Alice and the Witches of Wonderland

Released by Disney, the film adaptation of Lewis Carroll’s already bizarre tale has been the subject of much speculation concerning its content. In modern day society, it serves as a beacon for various counter culture groups, specifically the drug community for its use of language and the visual. However, the simple fact that Alice is a girl who is readying herself to become a “lady” make this film an interesting sort of coming of age story. Although Alice’s lessons from her tutor under the shade of the tree only take up about 5 of the film’s miniscule 75 minutes, it sets us as viewers up for an escape. Alice makes it clear in no uncertain terms that she is unready for what the world offers her as an alternative to her childish even somewhat tom boyish behavior for which her tutor scolds her. This leads to her abandonment of the traditional ideals of what a “lady” should be and even the “real world”.
When she arrives in Wonderland, she is introduced to a variety of characters. What is interesting is that, even though animals, most of these characters are assigned what we typically think of as male characteristics. As a matter of fact, very few female characters are made mention of in the film. For instance, in the “real world”, for lack of a better term, besides Alice there is only her tutor, viewed largely as an oppressive figure, forcing these boring lessons of etiquette on our female protagonist. However, in Wonderland, amongst the wild cast of characters, only two recognizably female characters stand out. These characters serve as extremist representations of what, arguably, most men thought of women at the time.
The first feminine figures that Alice encounters in Wonderland are the flowers. The flowers skin-deep beauty is a reminder that women of the time were supposed to remain constantly aware of the fact that they are being watched. Not only this, but to remain attractive in the eyes of their observers, there was no real need for anything other than a colorful display to attract the male gaze. At first glance, Alice takes no issue with this. She even engages in conversation with the flowers, however, it is soon exposed that the flowers are far from beautiful. Almost as soon as they welcome Alice into their world, they quickly turn on her at the mention of her possibly being a weed. She is not only subjected to verbal abuse, but is almost washed away as the flowers pour raindrops on her. She is cast out at the very mention of her being anything less than desirable. A weed is not only one of the lowest life forms in the world of botany, but most importantly, it’s infectious. It spreads its seeds of discontent and tarnishes the beautiful wild flowers that grow around it. Although heavy handed, this is a tragically accurate portrayal of most social circles in the time period. People were not only obligated to portray themselves in a positive light, but those that they surrounded themselves with. Upon being declared an undesirable and being thrown out, Alice has learned her first lesson about the real world in Wonderland. To say that all women were like this at the time would be a disturbing generalization, but the wild flowers in Alice in Wonderland serve as a reminder of the superficiality and the worry of the contamination of one’s social status that was an inherent aspect of 1950s culture, which we’ve seen in other films such as Gidget, where Gidget’s friends abandon her after she fails to attract the attention of any of the young surfers.

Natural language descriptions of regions
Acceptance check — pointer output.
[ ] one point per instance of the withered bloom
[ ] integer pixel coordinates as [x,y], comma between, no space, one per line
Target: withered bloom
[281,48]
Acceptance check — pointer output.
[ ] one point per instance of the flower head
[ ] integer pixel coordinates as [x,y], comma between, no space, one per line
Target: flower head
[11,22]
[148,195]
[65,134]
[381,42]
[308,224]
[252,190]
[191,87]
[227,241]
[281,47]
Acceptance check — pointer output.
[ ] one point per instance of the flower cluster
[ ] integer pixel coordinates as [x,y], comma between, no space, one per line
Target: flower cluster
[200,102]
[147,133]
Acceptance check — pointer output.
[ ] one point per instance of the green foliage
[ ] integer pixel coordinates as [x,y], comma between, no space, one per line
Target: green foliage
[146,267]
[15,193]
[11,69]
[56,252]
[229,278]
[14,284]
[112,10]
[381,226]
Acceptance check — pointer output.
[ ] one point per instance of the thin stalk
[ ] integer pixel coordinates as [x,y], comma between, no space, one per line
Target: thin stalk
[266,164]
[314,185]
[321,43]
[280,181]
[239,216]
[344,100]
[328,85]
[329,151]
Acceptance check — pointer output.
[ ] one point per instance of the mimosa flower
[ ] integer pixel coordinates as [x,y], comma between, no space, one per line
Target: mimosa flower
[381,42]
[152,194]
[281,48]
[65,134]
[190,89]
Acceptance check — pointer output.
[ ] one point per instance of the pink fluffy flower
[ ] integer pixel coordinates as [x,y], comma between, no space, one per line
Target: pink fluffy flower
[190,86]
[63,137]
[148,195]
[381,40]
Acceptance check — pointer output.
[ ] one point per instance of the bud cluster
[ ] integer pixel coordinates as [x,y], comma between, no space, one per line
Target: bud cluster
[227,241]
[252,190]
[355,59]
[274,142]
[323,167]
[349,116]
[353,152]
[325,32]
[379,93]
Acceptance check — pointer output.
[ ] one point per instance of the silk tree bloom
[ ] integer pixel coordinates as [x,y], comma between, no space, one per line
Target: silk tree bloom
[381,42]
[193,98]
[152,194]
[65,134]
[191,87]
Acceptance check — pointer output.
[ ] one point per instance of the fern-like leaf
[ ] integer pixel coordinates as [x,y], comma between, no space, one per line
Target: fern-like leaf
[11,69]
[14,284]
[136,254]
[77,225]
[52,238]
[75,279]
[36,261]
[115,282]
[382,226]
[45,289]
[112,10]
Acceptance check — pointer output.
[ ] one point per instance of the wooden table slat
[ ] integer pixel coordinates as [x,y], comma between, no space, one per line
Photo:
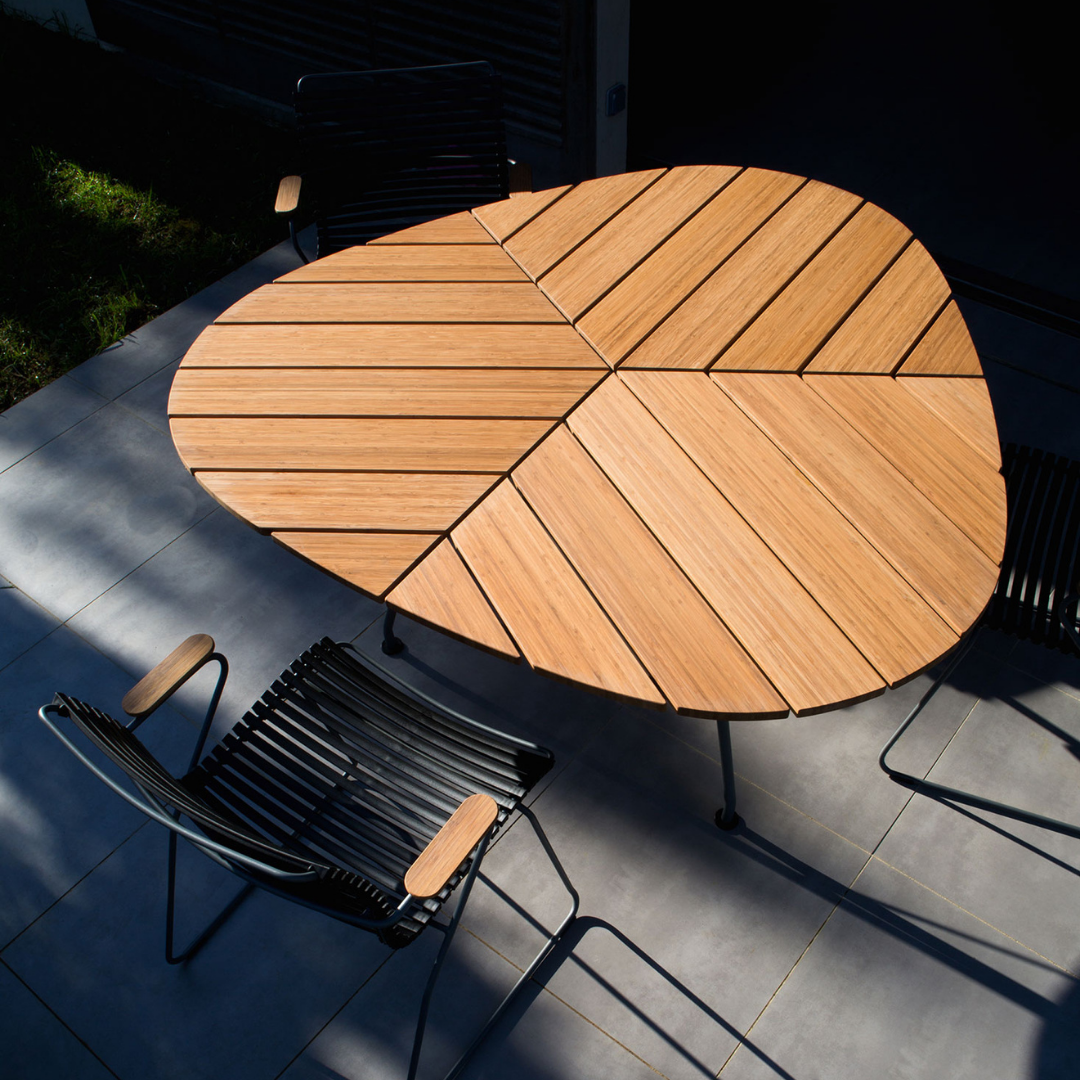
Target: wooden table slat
[946,469]
[543,604]
[376,445]
[388,302]
[370,562]
[737,572]
[796,323]
[886,618]
[643,299]
[559,228]
[410,262]
[610,253]
[964,405]
[441,592]
[945,349]
[950,572]
[414,502]
[698,664]
[880,332]
[444,392]
[698,331]
[503,218]
[381,345]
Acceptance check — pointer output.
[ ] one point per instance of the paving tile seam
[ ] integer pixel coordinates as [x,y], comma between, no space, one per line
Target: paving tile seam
[55,1016]
[977,918]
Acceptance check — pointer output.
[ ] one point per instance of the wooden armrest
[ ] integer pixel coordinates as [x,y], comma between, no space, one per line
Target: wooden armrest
[450,846]
[288,194]
[167,676]
[521,178]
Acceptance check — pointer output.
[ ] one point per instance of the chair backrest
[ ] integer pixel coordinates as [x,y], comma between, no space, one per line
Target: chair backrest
[1041,564]
[387,149]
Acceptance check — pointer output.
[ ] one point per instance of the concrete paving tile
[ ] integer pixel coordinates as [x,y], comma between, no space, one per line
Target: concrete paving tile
[36,1044]
[90,507]
[1021,746]
[261,605]
[902,984]
[245,1006]
[35,420]
[24,622]
[57,820]
[688,930]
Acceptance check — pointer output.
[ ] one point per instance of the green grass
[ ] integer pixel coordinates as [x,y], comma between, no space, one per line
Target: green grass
[119,198]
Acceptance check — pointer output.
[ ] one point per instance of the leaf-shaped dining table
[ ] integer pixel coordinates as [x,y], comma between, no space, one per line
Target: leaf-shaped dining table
[710,437]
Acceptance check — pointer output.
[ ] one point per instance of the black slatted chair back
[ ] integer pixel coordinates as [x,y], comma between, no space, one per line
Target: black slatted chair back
[1040,565]
[388,149]
[335,770]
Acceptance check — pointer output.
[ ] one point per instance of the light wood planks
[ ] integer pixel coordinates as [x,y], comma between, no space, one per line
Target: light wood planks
[697,663]
[946,349]
[370,562]
[922,543]
[543,603]
[659,284]
[430,345]
[793,327]
[944,467]
[394,302]
[698,331]
[737,574]
[442,592]
[879,611]
[378,392]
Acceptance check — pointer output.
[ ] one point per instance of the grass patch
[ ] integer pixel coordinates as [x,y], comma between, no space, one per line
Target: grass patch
[120,197]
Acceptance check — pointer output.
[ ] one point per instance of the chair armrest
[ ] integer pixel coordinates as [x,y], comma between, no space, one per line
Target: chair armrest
[521,178]
[288,196]
[450,846]
[167,676]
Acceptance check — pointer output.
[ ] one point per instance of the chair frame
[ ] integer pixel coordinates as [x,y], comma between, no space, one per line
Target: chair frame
[156,688]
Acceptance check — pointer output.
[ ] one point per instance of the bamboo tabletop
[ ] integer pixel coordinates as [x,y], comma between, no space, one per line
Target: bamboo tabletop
[707,436]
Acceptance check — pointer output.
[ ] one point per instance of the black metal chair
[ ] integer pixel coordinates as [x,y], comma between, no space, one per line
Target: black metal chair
[341,788]
[1035,599]
[387,149]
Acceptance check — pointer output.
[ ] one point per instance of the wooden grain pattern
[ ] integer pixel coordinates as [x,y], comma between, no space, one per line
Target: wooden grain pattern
[379,445]
[542,602]
[964,404]
[692,657]
[798,321]
[698,331]
[445,392]
[450,846]
[893,315]
[441,592]
[454,229]
[404,502]
[879,611]
[738,575]
[381,345]
[946,349]
[370,562]
[947,569]
[162,682]
[410,262]
[643,299]
[610,253]
[394,302]
[946,469]
[559,228]
[502,219]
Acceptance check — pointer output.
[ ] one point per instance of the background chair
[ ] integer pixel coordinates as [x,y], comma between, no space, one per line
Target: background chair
[1036,596]
[341,790]
[387,149]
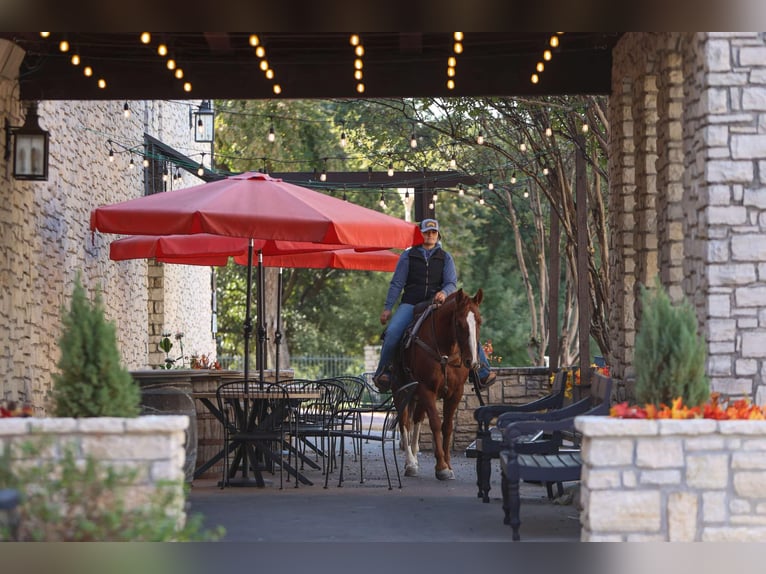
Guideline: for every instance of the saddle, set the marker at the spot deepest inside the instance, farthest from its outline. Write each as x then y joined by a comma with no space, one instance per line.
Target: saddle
421,311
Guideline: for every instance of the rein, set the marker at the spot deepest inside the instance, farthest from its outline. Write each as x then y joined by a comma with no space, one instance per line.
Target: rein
443,360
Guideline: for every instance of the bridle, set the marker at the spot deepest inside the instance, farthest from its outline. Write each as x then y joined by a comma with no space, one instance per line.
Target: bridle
455,360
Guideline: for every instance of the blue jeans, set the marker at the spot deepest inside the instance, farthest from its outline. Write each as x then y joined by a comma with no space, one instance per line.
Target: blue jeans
396,327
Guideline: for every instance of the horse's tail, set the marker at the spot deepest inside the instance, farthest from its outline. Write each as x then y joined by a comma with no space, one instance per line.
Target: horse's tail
403,398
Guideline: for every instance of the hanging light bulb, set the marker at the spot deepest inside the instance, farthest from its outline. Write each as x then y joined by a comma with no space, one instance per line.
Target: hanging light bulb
343,140
201,168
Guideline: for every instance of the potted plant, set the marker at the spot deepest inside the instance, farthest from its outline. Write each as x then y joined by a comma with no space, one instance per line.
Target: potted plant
675,466
96,436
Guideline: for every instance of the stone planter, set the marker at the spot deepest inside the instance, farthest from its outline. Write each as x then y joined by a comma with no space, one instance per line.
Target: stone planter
673,480
151,445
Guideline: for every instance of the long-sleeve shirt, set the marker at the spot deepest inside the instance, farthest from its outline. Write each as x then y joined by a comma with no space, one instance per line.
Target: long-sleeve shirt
399,280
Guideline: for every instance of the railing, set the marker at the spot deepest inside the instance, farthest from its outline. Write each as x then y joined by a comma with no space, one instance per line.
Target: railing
306,367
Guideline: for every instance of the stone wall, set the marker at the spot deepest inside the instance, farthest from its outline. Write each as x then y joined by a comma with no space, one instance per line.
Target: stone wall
151,446
46,239
693,185
673,480
513,386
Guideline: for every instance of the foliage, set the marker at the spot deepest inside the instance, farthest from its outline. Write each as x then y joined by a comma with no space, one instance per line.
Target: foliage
739,409
70,500
669,353
91,382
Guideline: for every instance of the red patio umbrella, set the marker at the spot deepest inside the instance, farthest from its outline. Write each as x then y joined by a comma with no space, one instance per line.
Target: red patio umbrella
253,206
206,249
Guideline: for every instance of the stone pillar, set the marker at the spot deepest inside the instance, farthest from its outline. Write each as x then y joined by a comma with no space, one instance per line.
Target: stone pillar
621,219
670,167
645,142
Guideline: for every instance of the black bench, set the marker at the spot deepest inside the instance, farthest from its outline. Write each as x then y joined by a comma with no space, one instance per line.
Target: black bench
488,442
558,467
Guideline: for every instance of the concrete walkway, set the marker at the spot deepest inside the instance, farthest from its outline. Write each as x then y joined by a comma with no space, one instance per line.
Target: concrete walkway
423,510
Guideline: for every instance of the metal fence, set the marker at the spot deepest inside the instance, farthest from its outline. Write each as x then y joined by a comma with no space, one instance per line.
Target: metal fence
306,367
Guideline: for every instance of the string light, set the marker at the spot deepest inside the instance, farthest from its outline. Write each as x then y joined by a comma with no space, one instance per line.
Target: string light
343,140
356,42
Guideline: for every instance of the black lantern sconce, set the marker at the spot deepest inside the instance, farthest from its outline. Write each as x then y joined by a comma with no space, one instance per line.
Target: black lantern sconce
30,147
203,122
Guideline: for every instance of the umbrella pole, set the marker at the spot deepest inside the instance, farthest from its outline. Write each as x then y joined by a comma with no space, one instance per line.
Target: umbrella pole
278,332
261,324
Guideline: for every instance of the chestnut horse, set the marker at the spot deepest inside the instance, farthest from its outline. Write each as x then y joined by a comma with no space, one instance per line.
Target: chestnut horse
433,364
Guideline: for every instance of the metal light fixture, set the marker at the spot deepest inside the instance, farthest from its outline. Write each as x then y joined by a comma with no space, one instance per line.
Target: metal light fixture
203,122
30,147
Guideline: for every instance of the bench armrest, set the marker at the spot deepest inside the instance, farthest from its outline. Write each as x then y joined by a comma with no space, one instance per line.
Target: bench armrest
488,413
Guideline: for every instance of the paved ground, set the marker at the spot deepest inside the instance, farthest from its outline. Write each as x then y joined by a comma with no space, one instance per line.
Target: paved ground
423,510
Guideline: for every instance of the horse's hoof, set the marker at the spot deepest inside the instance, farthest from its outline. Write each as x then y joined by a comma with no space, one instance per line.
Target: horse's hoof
445,474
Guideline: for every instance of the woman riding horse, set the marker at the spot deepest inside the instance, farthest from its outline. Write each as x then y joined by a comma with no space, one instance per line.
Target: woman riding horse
425,272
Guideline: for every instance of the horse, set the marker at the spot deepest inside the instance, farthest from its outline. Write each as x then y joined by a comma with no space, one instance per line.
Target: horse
433,362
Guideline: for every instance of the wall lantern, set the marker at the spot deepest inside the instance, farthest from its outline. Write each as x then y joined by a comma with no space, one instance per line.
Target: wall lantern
30,147
203,122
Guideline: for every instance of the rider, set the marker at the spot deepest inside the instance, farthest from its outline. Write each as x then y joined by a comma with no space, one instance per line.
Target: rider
425,272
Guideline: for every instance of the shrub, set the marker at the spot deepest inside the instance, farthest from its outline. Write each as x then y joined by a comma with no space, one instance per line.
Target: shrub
67,499
91,381
669,355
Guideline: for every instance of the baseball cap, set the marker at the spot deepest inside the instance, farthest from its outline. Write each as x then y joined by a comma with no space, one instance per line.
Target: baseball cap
429,225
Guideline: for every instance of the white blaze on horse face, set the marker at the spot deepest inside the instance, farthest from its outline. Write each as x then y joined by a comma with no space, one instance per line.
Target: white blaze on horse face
473,340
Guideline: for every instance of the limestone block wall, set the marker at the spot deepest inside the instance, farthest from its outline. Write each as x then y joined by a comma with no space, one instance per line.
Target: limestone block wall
704,161
45,238
672,480
152,446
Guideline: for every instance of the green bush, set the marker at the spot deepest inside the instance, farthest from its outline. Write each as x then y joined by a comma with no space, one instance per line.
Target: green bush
71,500
669,355
91,382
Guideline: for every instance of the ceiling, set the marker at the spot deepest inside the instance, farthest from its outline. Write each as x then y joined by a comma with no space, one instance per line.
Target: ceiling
223,65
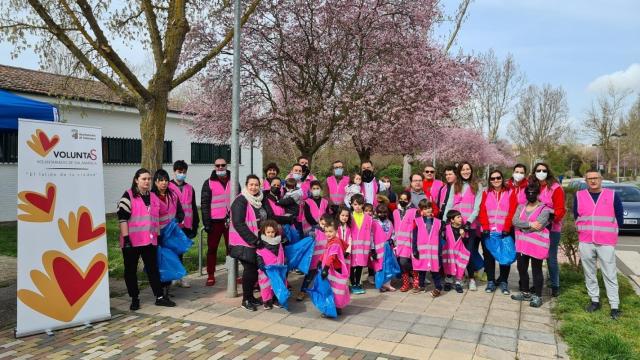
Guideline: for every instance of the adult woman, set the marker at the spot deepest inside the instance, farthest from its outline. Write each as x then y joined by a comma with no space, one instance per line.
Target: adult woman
466,198
552,195
138,214
496,211
247,212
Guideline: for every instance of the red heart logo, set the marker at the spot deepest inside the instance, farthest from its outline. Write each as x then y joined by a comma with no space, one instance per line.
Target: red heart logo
41,202
46,143
72,282
85,228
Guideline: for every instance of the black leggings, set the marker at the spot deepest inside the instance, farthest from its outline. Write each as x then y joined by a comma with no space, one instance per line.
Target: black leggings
249,279
523,271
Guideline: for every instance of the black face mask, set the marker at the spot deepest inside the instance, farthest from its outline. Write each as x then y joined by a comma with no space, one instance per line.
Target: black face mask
367,175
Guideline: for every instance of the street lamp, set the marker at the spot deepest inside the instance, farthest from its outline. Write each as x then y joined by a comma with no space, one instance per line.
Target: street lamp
618,136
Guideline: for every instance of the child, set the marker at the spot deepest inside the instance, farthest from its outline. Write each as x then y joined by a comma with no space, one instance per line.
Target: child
456,252
334,266
360,242
532,244
425,244
355,180
314,208
270,254
382,234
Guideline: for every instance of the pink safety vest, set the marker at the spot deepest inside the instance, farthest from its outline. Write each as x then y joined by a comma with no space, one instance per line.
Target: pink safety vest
455,256
596,222
252,222
336,189
361,241
427,246
266,292
404,231
220,199
185,196
319,248
497,209
168,209
338,281
535,243
144,223
380,237
546,197
316,212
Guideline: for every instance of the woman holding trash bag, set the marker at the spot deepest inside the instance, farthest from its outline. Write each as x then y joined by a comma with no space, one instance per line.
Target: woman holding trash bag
138,214
496,211
247,213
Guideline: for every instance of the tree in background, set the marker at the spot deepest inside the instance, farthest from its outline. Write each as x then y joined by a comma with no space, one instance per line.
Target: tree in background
540,120
92,31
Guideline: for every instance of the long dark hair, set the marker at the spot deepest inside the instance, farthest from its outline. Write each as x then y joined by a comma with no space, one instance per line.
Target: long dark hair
134,188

_WHAT YOU WILL DO_:
(1) Answer these questions using the Alice in Wonderland essay:
(a) How long is the film, according to the essay?
(b) Who are the first feminine figures Alice meets in Wonderland?
(c) What happens to Gidget in the other film the essay mentions?
(2) Continue the Alice in Wonderland essay from its last sentence.

_TASK-BY-TASK RESULTS_:
(1)
(a) 75 minutes.
(b) The flowers.
(c) Her friends abandon her after she fails to attract the attention of any of the young surfers.

(2)
The other, perhaps more memorable female of the film, is the Queen of Hearts. With a name that makes one think of compassion and care, the presentation of the Queen is jarring to say the least. She is an object of fear to all of the inhabitants of Wonderland. Although her husband is such a minor part of the film, the King’s fear of her is palpable. He curtails to her every desire. Even the animals that are used to play croquet know to let the Queen win. She is a symbol of unchecked aggression. It’s almost as if she serves as a warning to Alice, of what could become of her when she leaves Wonderland. Alice’s lack of interest in becoming a lady is only set up in a few minutes of the film, but the film illustrates the consequences of her disinterest. In short, the Queen of Heart, who is herself an emasculating, domineering woman who strikes fear into the very heart of Alice, is a warning of what Alice could become. However, just as important as her behavior, it’s just as crucial how we, as the audience, see her. She is a short, fat woman with jet-black hair. If we examine the sex symbols of the 50s, the pin-up girls and the Hollywood beauties, the most common image is a curvaceous blond. Although not confined to this image, the Queen of Hearts is most certainly the antithesis of these women. The Queen of Hearts, having no beauty either inner or outer, illustrates the dismal fate of Alice is she continues down the path she seems to have chosen. At the end of the film, after being subjected to the madness of men and women alike in Wonderland, Alice’s fate is pretty well decided. For fear of her Wonderland realized, Alice heeds the words of her tutor. She has essentially been scared straight into a lesson of conformity where she will adhere to the strict rules of polite society or face the wrath of an unhappy and perhaps unwedded future.